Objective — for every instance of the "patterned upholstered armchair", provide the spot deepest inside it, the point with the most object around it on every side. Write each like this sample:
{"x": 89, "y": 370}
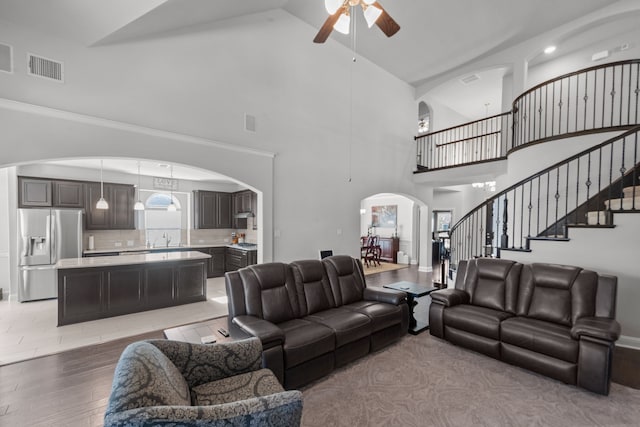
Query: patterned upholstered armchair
{"x": 161, "y": 382}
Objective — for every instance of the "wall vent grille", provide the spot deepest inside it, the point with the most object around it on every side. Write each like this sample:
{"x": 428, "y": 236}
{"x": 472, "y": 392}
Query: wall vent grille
{"x": 6, "y": 58}
{"x": 470, "y": 79}
{"x": 46, "y": 68}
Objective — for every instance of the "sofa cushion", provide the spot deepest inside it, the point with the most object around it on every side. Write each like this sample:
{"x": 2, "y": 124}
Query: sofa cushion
{"x": 478, "y": 320}
{"x": 347, "y": 325}
{"x": 270, "y": 291}
{"x": 144, "y": 376}
{"x": 236, "y": 388}
{"x": 548, "y": 338}
{"x": 382, "y": 315}
{"x": 305, "y": 340}
{"x": 312, "y": 286}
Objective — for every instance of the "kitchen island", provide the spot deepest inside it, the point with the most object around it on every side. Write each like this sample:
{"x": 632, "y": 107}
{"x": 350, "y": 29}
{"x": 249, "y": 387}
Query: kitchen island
{"x": 97, "y": 287}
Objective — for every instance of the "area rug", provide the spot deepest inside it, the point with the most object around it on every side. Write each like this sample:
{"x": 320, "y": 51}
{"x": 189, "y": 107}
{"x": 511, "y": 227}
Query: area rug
{"x": 384, "y": 266}
{"x": 424, "y": 381}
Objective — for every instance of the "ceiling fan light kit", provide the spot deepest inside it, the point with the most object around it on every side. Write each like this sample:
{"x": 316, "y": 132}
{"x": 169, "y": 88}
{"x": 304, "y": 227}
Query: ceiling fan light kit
{"x": 340, "y": 18}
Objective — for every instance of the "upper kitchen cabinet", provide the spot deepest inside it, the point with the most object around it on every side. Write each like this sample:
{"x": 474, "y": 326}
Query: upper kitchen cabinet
{"x": 68, "y": 194}
{"x": 212, "y": 209}
{"x": 119, "y": 216}
{"x": 33, "y": 192}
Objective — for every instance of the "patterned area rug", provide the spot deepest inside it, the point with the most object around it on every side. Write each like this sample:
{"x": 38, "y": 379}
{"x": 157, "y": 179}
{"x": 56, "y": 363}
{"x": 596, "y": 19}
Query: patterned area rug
{"x": 384, "y": 266}
{"x": 424, "y": 381}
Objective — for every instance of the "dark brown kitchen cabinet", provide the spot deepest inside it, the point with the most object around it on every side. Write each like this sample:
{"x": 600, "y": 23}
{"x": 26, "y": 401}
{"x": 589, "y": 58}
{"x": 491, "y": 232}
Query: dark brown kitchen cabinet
{"x": 33, "y": 192}
{"x": 212, "y": 209}
{"x": 68, "y": 194}
{"x": 99, "y": 292}
{"x": 119, "y": 216}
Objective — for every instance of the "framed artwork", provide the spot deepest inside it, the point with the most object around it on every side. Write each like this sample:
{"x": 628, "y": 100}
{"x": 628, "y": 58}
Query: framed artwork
{"x": 384, "y": 216}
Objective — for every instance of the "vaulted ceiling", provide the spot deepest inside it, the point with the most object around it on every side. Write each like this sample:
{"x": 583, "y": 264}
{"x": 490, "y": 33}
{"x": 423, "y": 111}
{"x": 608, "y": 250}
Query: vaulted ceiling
{"x": 435, "y": 36}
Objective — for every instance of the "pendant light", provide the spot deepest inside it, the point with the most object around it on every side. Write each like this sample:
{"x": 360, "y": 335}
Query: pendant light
{"x": 172, "y": 206}
{"x": 139, "y": 206}
{"x": 102, "y": 203}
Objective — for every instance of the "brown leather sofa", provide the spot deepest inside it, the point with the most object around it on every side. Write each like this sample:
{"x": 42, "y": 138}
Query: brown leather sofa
{"x": 553, "y": 319}
{"x": 313, "y": 316}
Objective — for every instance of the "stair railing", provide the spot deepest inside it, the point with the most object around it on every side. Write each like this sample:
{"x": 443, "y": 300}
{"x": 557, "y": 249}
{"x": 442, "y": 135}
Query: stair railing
{"x": 595, "y": 99}
{"x": 543, "y": 205}
{"x": 478, "y": 141}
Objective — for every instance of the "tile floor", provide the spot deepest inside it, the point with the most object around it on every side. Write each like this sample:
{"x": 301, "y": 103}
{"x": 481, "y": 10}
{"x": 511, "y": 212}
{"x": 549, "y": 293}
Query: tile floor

▶ **Work instructions**
What lines in the material mention "floor"? Copy every one of them.

▶ **Problem solution**
Objective — for every instance of the "tile floor", provide the spot deepest inside it, the point with the most object around it on every side. Write each like this sample:
Query: tile floor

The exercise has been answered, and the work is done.